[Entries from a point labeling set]
(begin)

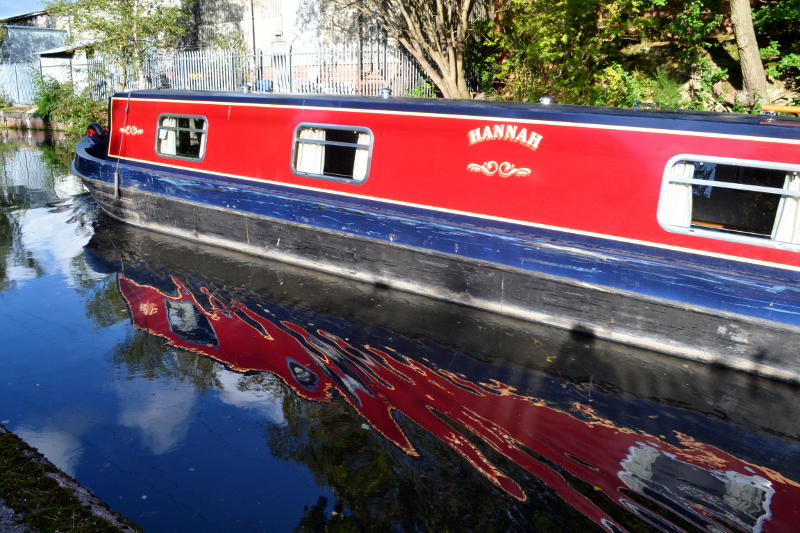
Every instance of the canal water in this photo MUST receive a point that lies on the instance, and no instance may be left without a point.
(195, 389)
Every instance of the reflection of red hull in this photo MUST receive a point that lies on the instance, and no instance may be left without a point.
(546, 442)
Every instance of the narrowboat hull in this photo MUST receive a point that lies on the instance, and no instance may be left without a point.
(709, 307)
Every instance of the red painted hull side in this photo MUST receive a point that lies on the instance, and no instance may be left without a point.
(583, 177)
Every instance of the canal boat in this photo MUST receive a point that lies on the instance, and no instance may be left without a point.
(671, 231)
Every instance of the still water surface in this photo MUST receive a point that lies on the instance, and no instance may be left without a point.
(196, 389)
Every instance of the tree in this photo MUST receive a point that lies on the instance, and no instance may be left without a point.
(123, 30)
(435, 33)
(755, 80)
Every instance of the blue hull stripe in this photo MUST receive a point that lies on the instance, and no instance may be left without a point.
(741, 288)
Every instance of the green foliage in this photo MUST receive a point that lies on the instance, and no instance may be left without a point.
(125, 30)
(5, 101)
(62, 103)
(423, 89)
(674, 53)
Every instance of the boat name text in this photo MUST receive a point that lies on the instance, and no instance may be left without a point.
(505, 132)
(131, 130)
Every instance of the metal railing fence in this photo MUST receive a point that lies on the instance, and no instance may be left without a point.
(356, 68)
(16, 82)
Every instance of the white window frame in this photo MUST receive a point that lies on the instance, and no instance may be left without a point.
(665, 197)
(176, 116)
(296, 141)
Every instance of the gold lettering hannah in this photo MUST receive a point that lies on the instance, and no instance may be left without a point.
(505, 132)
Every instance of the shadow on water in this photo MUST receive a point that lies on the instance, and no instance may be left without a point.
(497, 422)
(405, 414)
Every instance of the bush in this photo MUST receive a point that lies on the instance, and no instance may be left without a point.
(61, 103)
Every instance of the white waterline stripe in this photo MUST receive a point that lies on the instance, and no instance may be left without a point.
(486, 217)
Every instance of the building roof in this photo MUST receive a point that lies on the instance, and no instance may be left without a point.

(end)

Rewrite all the entries with "metal railing fence" changed to "iron railing", keeping everything else the same. Leave the pictures out of your answer.

Worked answer:
Every instance of the canal water in this photo MUST receive a point that lies on the instance, and no instance may be left without a point.
(195, 389)
Every instance of the reflection of red hull in this photo MUST receive a point that lies on the instance, and no instance may be left without a point.
(546, 442)
Every instance of the narrowboat hull in this photo MUST receive a point that lies on the instance, and no instance may be left without a point.
(709, 307)
Every instance of the red painted hull side in this photo MUST receive a point that lies on the instance, and no instance may be left without a point.
(583, 177)
Every instance of the canal boat in this photo MUST receive a point that lies on the instance, and no instance may be left without a point.
(671, 231)
Every instance of the still water surface in this photo MUST receive a point that lies on the instance, and no instance may be left without a point.
(196, 389)
Every instance of the tree in this photo MUST receive a point that lies on the instance, and no instance may be left without a point.
(123, 30)
(435, 33)
(755, 80)
Every instance of the blue hull stripe in this photo MUST receive a point that lies on the instance, and no instance may be left without a point.
(741, 288)
Every instance of the green foliage in this photo MUST receive a point that lies on the instance, and no instance may be left without a point.
(125, 30)
(5, 101)
(62, 103)
(423, 89)
(674, 53)
Every instance of the boat name text in this photo MUST receive a point that lies on the instance, and no instance may be left without a point.
(505, 132)
(131, 130)
Every instance of the iron railing in this photo MUST receive a point that lies on the instance, and no instance may be left without a point.
(356, 68)
(16, 82)
Every instance of the white window frame in this photo MUST receive a point that lies on the instance, and no instance may be left without a point.
(665, 197)
(176, 116)
(296, 141)
Every instance of the gold lettering hannah in this photo MUST receive a point that lies on the instance, and no instance may be left without a point.
(505, 132)
Every instance of the shadow on water in this photo MUST receive a point that lies on the instance, and no instance may be left without a point.
(497, 422)
(405, 414)
Every instance of the bush in this photo MUST receive a point that lies on the instance, and no instance may be left without a point.
(61, 103)
Every instance of the white waterline stripe in this photo MUST receive a point that lies on the instance, and no instance may be left without a point.
(486, 217)
Every instance of the building roof in this photo MUST receive a point that lies on the instance, and no instance may be left without a point.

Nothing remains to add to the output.